YOUR TASK:
Your task is to print all of the data word for word.

====================

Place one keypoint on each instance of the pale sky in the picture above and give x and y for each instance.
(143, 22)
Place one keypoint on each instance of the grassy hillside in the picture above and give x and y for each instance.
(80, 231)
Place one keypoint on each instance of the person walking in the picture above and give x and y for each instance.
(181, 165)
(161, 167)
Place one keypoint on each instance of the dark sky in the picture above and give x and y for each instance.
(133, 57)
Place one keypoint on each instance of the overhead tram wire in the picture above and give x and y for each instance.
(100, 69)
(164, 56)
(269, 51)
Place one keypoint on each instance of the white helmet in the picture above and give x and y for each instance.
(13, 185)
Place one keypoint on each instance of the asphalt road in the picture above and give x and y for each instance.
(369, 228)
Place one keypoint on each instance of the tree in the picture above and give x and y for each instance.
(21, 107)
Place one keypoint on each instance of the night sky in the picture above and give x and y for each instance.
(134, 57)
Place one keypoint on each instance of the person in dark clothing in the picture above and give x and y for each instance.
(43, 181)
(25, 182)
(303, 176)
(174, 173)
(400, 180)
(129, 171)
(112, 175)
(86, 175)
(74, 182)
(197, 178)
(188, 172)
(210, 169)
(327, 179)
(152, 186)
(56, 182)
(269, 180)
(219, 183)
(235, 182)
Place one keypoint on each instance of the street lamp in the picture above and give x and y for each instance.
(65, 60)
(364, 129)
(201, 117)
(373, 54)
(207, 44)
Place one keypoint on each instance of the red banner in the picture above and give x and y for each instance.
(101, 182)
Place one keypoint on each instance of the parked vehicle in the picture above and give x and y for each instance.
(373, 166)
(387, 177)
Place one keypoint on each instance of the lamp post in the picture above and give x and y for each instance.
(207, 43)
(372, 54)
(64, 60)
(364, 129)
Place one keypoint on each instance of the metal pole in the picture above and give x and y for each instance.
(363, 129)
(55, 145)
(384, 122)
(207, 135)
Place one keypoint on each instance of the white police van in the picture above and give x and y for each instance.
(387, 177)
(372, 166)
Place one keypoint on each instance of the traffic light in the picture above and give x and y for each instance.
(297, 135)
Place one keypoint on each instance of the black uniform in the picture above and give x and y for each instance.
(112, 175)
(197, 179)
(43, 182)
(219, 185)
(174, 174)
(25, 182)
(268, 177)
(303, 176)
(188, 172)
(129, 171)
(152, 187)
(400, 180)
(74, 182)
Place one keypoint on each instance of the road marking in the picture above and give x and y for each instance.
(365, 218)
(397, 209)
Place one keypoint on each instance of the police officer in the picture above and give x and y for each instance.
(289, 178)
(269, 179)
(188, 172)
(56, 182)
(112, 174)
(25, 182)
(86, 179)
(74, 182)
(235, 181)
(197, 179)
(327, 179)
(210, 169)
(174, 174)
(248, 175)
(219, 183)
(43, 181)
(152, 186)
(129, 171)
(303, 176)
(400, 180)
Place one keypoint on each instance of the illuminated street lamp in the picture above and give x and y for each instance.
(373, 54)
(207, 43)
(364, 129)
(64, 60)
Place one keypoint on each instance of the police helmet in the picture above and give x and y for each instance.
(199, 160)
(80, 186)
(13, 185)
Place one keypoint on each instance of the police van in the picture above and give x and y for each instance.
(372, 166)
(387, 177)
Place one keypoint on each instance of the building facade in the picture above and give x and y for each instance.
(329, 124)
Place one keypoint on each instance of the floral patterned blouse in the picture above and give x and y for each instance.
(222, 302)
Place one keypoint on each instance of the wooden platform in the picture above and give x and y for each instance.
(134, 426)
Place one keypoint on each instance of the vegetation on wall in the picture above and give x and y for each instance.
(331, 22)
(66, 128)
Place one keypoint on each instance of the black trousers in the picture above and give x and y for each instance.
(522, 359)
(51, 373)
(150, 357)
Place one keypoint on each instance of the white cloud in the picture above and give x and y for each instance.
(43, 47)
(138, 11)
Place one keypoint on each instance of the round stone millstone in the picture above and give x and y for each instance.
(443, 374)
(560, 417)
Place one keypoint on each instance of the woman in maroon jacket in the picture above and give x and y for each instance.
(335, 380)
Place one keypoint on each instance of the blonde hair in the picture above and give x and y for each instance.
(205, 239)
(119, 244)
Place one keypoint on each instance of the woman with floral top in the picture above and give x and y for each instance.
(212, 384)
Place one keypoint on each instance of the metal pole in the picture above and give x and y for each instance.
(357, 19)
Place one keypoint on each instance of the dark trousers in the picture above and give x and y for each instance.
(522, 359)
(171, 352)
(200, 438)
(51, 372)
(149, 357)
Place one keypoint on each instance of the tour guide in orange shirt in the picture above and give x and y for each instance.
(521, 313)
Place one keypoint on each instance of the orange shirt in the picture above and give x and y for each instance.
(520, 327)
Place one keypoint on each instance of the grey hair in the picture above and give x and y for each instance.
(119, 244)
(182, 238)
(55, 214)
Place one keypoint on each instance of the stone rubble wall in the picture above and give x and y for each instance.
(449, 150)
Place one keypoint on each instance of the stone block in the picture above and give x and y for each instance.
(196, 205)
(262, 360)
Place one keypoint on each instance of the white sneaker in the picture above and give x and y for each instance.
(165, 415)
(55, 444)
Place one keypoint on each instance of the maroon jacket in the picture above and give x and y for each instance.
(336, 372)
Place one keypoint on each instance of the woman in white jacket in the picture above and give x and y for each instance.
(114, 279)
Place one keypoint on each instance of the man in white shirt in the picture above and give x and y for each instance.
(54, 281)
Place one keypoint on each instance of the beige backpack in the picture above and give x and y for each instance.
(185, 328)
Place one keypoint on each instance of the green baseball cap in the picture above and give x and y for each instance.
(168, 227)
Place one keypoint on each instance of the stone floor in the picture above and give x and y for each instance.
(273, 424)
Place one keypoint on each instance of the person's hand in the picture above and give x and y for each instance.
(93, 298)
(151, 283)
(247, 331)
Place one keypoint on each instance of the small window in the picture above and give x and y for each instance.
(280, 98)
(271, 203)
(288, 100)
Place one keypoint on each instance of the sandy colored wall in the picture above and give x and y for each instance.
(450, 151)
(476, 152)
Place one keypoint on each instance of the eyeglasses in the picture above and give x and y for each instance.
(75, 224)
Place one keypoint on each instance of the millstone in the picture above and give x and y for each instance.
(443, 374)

====================

WRITTEN SOLUTION:
Place one keypoint on each instance of the pale sky in the picture above and give x and y for each instance.
(143, 22)
Place one keypoint on each instance of the grassy hillside in the picture above and give x and y for each instance.
(80, 231)
Place one keypoint on each instance of the person walking in the picture above and give x and y for each instance.
(181, 165)
(161, 167)
Place one keypoint on each instance of the dark sky in the picture above and give x and y for each instance.
(133, 57)
Place one keypoint on each instance of the overhead tram wire in the picture above and give x and y for each instance.
(100, 69)
(164, 56)
(269, 51)
Place one keypoint on each instance of the white helmet in the picture above and give x and y for each instance.
(13, 185)
Place one keypoint on each instance of the asphalt road in the picture above and give x and y for each instance.
(369, 228)
Place one keypoint on each instance of the tree in the picture above and give x and y for each instance.
(21, 107)
Place one keypoint on each instance of the night sky in the picture above and give x and y for each instance.
(134, 57)
Place one keypoint on each instance of the person in dark clothing in the picture above and give x and y for each instance.
(43, 181)
(25, 182)
(303, 176)
(174, 173)
(400, 180)
(129, 171)
(112, 175)
(86, 175)
(74, 182)
(197, 178)
(188, 172)
(210, 169)
(327, 179)
(152, 186)
(56, 182)
(269, 180)
(219, 183)
(235, 182)
Place one keypoint on each instance of the street lamp in the picture above and give x and y for each instance.
(65, 60)
(364, 129)
(201, 117)
(373, 54)
(207, 44)
Place one keypoint on each instance of the red banner in the picture above and give x and y for each instance.
(101, 182)
Place one keypoint on each instance of the parked vehicle in the picture above and give x and y for each instance.
(373, 166)
(387, 177)
Place one keypoint on each instance of the lamp post in the picture above and give x and y for each instance.
(207, 43)
(372, 54)
(64, 60)
(364, 129)
Place one keypoint on each instance of the metal pole in the picture above and give x and y for each instance.
(363, 129)
(55, 145)
(384, 122)
(207, 135)
Place one keypoint on each instance of the white police van in the picture above and give x and y for each instance.
(387, 177)
(372, 166)
Place one keypoint on each instance of the traffic light in the picture above and give x and y for each instance.
(297, 135)
Place one keypoint on each instance of the black uniform in the picture above and give x and y for each instance.
(112, 175)
(197, 179)
(43, 182)
(219, 185)
(174, 174)
(25, 182)
(268, 177)
(303, 176)
(188, 172)
(129, 171)
(152, 187)
(400, 180)
(74, 182)
Place one keypoint on each instance of the road marking in the picture above and give x and y for each instance.
(365, 218)
(397, 209)
Place one keypoint on each instance of the police officer in the picture above and give x and y for each instance.
(289, 178)
(269, 179)
(188, 172)
(56, 182)
(112, 174)
(25, 182)
(86, 179)
(74, 182)
(235, 181)
(197, 179)
(327, 179)
(210, 169)
(174, 174)
(248, 175)
(219, 183)
(43, 181)
(152, 186)
(129, 171)
(303, 176)
(400, 180)
Place one keypoint on each instance of the illuminated street lamp in the picture above and give x and y for each instance.
(373, 54)
(207, 43)
(364, 129)
(64, 60)
Place one keypoint on each instance of the police helmet in the picture above and give x and y for each instance.
(199, 160)
(80, 186)
(13, 185)
Place one keypoint on each instance of the police van in the picture above and give x and y for each instance.
(372, 166)
(387, 177)
Place one keypoint on each instance of the building facade in the picture above and give x and y for each instance.
(329, 124)
Place one keypoint on each instance of the floral patterned blouse in the picture above and give x and y for each instance.
(222, 302)
Place one keypoint on each instance of the wooden platform in the picture above and give x and y for each instance.
(134, 426)
Place one keypoint on each instance of the vegetation on wall in the picture above and give x and y for each instance.
(331, 22)
(66, 128)
Place one keypoint on each instance of the black trousers in the picture above and give x and y for each instance.
(522, 359)
(51, 373)
(150, 357)
Place one keypoint on each instance of the white cloud in the picture above and give x and y for each instance.
(43, 47)
(138, 11)
Place one keypoint on each instance of the round stone millstone in the picture above and give x and y for each instance.
(443, 374)
(560, 417)
Place one keypoint on each instance of the woman in maroon jacket in the picture above and give x and y for each instance.
(335, 380)
Place one keypoint on each instance of the blonde hair in the picture above and give x and y for each instance.
(205, 239)
(119, 244)
Place one keypoint on each instance of the woman with floral top in the picture above and give x and y for each instance.
(212, 384)
Place one keypoint on each instance of the metal pole in the picture above and give x and y for each instance.
(357, 19)
Place one keypoint on each instance of the dark trousers in the picture above and give x and y for each instance.
(522, 359)
(171, 352)
(200, 438)
(51, 372)
(149, 357)
Place one keypoint on each instance of the tour guide in orange shirt in the picture above and give x and y for each instance.
(521, 313)
Place one keypoint on each instance of the orange shirt in the picture above and give x and y for each instance.
(520, 327)
Place one keypoint on each instance of the grey hair in the picture above and give x and y for each instance.
(119, 244)
(182, 238)
(55, 214)
Place one keypoint on each instance of the stone rubble wall in the picture above and give x and y for each instance.
(449, 150)
Place one keypoint on each instance of the stone block in the picture above and give x and y for each instance.
(196, 205)
(262, 360)
Place one keypoint on each instance of the white sneaker in the picture above and give x and y for each instance.
(165, 415)
(55, 444)
Place one keypoint on each instance of the maroon jacket in the picture above and give x and y for each instance.
(336, 372)
Place one keypoint on each instance of the woman in white jacket in the picture above and give x and y for each instance.
(114, 279)
Place one keypoint on each instance of the man in white shirt in the picture above and give x and y for each instance.
(54, 281)
Place one keypoint on each instance of the beige backpack in the picture above and give x and y for each instance.
(185, 328)
Place one keypoint on each instance of the green baseball cap in the picture above and give x and y for each instance.
(168, 227)
Place one keypoint on each instance of the stone floor in the picture above and give x and y for each instance.
(273, 424)
Place one keypoint on each instance of the person's hand in the picture above and give x and y for each instance.
(93, 298)
(151, 283)
(247, 331)
Place one keypoint on each instance of the small window in the picture above and give x and y for each instance.
(280, 98)
(271, 203)
(288, 100)
Place one keypoint on each instance of the sandy colored wall in the picture above and give x and y for each instance.
(450, 151)
(476, 152)
Place one keypoint on each instance of the eyeglasses in the picture above and give x and y for each instance.
(75, 224)
Place one keypoint on each instance of the millstone in the picture above and give x and y for each instance.
(443, 374)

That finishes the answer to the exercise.